** What you should do **
Scan the entries for the word "noun" and return every line that has it.

Saved entries
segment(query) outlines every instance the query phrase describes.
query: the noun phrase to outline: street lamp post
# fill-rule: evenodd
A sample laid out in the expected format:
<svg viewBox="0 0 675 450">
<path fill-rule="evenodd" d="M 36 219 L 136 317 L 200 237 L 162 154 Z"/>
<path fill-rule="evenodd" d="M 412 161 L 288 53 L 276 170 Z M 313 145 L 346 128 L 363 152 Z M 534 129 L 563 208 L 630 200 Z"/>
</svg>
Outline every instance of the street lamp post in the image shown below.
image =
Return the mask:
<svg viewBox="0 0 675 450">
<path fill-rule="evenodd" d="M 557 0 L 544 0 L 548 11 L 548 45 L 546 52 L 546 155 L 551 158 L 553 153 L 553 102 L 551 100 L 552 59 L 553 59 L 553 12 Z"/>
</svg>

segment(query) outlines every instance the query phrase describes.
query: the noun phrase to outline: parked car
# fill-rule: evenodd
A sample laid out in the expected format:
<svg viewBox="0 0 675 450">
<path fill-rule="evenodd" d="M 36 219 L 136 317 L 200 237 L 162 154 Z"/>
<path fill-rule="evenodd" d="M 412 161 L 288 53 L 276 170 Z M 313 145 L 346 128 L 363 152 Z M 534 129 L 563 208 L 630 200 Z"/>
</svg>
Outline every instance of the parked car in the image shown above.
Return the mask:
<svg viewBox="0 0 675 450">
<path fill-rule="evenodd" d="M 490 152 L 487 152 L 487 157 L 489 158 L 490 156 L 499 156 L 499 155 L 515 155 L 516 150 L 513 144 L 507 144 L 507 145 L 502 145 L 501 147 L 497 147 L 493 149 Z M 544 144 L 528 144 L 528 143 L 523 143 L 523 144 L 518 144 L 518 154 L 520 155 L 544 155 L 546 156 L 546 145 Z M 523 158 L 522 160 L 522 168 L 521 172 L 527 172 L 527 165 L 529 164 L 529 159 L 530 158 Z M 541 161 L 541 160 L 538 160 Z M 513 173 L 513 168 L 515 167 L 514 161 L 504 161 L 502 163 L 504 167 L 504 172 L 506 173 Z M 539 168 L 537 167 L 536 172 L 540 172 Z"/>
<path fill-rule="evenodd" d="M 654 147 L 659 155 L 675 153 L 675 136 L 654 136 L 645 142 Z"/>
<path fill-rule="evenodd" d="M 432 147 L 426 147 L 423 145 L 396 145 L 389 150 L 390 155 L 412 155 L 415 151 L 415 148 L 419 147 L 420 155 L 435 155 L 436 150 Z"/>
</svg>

** Reply **
query: the noun phrase to outline: street lamp post
query: the noun phrase to outline: parked car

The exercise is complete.